▶ **DATA ROWS**
━━━━━━━━━━━━━━━━━━━━━━━━━━━━━━

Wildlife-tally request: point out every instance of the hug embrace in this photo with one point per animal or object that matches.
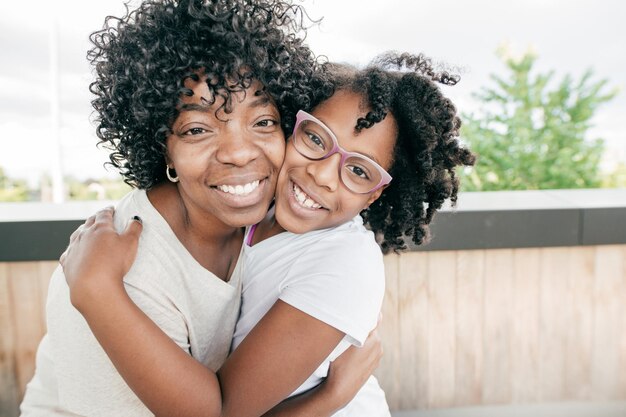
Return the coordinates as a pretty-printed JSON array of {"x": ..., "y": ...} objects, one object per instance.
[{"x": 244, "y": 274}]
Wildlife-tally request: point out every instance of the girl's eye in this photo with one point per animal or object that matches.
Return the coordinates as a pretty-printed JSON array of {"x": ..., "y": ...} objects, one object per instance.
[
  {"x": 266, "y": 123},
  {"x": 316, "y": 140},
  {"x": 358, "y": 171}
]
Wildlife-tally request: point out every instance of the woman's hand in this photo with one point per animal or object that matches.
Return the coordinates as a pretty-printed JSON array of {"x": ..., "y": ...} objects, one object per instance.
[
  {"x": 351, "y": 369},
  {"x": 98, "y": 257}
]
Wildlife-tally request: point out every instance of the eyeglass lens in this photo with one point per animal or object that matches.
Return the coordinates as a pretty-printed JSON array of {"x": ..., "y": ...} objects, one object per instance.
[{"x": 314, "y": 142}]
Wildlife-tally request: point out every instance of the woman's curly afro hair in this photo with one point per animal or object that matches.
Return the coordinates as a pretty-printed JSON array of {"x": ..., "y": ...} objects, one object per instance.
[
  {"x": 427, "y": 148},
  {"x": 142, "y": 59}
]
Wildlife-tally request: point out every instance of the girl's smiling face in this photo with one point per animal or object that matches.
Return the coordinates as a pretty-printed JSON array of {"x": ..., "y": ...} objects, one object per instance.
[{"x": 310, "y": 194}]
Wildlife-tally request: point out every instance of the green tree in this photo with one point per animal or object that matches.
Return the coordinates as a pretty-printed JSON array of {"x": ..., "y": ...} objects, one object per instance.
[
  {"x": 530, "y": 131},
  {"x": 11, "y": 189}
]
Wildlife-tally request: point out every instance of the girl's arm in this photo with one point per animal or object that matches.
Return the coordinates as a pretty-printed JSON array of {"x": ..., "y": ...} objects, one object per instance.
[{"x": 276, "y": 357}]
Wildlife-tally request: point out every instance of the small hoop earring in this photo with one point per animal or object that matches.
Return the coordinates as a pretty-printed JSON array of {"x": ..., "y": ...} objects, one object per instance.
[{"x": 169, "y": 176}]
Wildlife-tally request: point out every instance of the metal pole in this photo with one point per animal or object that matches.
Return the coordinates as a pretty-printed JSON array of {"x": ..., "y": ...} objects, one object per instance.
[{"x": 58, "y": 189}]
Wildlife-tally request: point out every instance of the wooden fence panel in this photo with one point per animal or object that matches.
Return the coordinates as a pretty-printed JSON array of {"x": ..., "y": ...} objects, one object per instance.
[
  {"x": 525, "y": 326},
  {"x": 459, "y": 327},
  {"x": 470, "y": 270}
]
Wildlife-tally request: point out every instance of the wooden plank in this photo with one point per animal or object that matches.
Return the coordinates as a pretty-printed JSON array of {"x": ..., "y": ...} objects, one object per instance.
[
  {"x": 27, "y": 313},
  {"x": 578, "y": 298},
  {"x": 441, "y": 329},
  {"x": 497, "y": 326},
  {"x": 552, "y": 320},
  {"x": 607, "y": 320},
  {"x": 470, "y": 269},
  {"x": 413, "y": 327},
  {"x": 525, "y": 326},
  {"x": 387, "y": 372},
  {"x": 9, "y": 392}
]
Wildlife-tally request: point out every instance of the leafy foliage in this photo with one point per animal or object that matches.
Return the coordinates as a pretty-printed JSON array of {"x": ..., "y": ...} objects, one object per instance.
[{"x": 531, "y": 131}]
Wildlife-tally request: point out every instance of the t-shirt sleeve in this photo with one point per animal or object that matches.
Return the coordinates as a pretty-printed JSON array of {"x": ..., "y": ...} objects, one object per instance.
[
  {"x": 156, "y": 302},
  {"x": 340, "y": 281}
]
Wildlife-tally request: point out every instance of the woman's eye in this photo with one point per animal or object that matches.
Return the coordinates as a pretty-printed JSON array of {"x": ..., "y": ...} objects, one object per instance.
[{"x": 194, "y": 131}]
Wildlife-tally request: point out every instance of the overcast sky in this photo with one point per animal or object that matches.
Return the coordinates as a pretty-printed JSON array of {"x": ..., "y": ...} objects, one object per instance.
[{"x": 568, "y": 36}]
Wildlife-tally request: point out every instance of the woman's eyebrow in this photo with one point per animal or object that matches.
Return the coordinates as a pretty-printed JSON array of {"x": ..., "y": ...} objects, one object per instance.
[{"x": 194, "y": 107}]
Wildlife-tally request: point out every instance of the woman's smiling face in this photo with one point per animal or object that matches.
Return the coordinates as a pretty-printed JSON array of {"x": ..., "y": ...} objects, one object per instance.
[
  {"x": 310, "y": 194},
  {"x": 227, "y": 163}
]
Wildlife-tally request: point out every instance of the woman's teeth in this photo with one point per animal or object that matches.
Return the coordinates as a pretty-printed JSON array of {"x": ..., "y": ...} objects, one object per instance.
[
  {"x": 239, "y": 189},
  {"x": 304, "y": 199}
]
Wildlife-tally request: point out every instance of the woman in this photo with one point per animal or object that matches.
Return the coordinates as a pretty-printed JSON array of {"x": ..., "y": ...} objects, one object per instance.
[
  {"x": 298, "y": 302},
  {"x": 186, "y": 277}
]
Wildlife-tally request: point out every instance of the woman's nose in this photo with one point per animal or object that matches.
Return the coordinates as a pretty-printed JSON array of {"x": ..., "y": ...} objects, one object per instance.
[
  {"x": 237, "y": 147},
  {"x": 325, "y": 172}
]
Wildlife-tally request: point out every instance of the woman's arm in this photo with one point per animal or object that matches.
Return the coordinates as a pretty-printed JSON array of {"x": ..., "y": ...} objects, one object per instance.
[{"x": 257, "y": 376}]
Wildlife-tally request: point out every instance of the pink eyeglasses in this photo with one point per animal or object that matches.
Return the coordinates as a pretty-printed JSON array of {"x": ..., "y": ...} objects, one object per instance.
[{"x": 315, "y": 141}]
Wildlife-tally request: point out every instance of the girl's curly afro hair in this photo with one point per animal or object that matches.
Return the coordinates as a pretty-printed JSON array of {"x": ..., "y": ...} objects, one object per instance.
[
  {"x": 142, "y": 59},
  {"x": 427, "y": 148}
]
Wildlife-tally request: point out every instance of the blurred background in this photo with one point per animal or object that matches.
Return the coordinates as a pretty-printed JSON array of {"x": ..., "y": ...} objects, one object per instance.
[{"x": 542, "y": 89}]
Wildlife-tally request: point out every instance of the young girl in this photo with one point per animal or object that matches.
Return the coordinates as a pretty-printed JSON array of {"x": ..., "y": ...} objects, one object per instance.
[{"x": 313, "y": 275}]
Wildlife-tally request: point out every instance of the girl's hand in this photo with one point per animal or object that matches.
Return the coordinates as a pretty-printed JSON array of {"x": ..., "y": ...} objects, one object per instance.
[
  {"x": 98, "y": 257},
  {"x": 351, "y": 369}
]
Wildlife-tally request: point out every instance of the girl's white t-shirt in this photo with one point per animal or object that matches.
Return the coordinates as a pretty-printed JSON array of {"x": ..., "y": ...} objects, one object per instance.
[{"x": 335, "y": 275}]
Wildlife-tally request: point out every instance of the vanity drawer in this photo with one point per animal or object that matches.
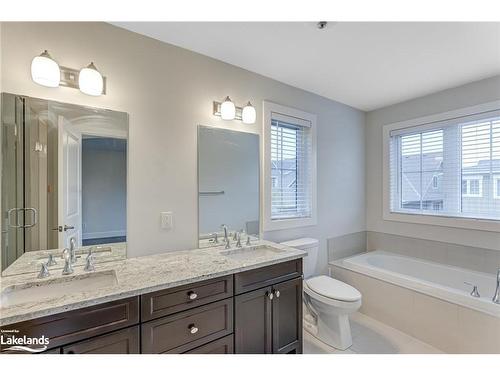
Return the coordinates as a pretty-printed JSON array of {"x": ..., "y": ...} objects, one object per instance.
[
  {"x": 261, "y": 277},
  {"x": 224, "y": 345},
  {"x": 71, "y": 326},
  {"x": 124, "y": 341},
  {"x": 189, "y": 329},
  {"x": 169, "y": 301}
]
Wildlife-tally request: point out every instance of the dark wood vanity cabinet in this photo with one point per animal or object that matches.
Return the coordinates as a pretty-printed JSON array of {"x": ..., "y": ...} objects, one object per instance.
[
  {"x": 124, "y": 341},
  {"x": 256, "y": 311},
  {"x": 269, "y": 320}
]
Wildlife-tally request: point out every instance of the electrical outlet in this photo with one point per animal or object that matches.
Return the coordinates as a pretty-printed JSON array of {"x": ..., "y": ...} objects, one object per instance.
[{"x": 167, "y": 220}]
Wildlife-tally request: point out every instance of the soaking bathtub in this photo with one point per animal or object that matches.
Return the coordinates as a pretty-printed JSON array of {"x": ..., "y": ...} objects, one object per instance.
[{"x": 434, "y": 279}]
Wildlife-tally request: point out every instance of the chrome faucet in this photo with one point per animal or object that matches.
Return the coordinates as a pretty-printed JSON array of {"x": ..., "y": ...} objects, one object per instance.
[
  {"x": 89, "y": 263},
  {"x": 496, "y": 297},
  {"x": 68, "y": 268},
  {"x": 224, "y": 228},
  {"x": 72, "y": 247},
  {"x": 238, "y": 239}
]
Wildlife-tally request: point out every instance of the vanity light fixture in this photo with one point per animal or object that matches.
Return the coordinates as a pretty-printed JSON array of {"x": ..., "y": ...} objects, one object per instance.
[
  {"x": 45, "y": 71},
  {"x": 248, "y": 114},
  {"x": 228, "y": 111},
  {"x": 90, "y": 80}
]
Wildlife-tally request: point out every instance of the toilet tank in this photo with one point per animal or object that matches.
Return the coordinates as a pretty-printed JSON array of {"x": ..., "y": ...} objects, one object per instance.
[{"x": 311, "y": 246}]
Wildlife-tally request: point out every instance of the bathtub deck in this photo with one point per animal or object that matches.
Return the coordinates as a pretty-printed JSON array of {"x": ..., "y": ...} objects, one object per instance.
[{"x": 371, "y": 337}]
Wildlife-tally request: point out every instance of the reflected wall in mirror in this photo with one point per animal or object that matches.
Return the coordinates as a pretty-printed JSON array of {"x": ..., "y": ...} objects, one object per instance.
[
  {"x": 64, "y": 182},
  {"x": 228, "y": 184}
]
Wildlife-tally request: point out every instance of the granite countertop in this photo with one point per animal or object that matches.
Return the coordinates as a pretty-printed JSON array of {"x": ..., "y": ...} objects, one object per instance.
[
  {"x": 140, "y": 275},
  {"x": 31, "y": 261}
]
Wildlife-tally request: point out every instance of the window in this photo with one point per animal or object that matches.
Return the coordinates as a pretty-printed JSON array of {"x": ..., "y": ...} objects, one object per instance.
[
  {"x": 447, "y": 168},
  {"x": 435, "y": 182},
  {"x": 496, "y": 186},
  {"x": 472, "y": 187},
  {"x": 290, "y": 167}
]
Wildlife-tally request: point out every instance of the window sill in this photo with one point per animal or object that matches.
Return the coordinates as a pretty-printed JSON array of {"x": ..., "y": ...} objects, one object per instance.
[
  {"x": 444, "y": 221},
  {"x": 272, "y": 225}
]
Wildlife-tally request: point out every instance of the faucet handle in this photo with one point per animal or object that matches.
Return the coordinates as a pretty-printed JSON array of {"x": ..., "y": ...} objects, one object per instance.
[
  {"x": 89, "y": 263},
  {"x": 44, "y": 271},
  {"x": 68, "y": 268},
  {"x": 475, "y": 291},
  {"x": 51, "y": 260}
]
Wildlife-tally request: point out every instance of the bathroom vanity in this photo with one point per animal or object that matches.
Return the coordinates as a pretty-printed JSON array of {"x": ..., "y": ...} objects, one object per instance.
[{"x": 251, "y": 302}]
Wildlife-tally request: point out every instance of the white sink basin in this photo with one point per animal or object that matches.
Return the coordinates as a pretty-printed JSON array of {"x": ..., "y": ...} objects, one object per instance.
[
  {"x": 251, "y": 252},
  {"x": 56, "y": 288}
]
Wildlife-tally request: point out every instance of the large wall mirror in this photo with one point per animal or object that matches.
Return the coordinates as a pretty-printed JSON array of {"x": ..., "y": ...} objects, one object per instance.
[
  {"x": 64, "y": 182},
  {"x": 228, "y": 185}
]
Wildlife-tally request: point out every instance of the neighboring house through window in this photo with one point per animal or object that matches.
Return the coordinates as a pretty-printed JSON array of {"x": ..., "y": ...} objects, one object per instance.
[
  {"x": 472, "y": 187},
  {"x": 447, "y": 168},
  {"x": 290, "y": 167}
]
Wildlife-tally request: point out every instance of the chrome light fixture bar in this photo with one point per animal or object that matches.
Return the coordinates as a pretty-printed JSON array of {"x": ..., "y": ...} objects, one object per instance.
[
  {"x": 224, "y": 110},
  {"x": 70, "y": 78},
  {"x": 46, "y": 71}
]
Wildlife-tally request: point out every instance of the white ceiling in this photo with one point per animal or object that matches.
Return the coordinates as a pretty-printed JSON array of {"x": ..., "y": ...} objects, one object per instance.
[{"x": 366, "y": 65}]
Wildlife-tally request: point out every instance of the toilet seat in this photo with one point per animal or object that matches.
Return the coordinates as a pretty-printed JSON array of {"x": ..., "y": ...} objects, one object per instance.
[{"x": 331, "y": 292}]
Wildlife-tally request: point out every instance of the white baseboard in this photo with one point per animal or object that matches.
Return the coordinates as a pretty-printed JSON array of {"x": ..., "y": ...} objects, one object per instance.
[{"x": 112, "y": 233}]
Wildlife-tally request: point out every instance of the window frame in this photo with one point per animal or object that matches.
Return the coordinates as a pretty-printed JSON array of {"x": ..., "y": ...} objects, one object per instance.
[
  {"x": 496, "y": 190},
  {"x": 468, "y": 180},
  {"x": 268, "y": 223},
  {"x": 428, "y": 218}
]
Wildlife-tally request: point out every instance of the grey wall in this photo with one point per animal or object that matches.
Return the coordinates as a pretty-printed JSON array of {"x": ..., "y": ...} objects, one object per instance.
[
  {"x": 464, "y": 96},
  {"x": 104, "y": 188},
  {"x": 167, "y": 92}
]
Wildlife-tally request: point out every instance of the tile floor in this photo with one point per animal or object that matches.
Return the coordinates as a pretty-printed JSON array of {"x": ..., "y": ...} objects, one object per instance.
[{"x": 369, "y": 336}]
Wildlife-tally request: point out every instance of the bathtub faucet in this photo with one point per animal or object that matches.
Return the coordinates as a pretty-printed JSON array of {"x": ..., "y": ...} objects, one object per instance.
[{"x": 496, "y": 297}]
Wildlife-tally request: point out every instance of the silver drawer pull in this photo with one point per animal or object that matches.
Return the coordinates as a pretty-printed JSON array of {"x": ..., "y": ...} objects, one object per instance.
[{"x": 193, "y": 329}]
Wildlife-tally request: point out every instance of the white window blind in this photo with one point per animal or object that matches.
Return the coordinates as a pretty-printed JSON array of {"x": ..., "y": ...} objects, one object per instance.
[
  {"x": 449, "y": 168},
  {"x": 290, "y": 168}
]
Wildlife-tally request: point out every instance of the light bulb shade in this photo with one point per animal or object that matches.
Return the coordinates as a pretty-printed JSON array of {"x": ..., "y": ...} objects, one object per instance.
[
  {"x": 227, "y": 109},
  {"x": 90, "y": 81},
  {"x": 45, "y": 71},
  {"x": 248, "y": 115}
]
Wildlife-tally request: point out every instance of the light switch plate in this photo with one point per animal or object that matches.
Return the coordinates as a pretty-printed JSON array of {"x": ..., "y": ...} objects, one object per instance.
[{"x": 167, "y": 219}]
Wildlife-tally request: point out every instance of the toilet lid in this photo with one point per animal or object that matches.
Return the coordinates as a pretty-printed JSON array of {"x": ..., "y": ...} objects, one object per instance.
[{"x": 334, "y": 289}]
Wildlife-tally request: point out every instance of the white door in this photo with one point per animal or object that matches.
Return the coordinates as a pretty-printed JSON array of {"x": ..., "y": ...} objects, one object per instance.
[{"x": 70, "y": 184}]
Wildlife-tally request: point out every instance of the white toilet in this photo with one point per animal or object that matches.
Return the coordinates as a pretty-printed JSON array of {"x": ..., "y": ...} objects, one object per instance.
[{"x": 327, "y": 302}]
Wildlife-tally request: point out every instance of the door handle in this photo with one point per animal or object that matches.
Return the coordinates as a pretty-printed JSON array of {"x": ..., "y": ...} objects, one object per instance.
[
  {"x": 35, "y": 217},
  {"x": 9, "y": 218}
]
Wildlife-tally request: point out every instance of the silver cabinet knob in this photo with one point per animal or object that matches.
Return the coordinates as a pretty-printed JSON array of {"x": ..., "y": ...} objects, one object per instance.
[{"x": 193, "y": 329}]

━━━━━━━━━━━━━━━━━━━━━━━━━━━━━━

▶ **EXERCISE GOAL**
Take the line that contains "the white toilet" and each line after it down to the last of the records, and retype them exactly; add nothing else.

▶ **OUTPUT**
Wildlife-tally request: point out every instance of the white toilet in this photo with one point per animal or object that matches.
Return the coordinates as a pretty-printed JSON array of {"x": ..., "y": ...} objects, one object per instance.
[{"x": 327, "y": 302}]
Wildlife-tally request: point out every instance of the door handle in this photo with one point per animal or object that matches.
Return the coordinates as a pretty-printed JSON array of {"x": ..., "y": ...} objects, one object per instance.
[
  {"x": 35, "y": 217},
  {"x": 9, "y": 218}
]
Wildlife-tally request: point out every instance of the silver cabinet knob in this photo with one point per animal or object that matches.
Return the coordinates as a pretty-printed JSON array of {"x": ..., "y": ...} objects, one object per instance.
[{"x": 193, "y": 329}]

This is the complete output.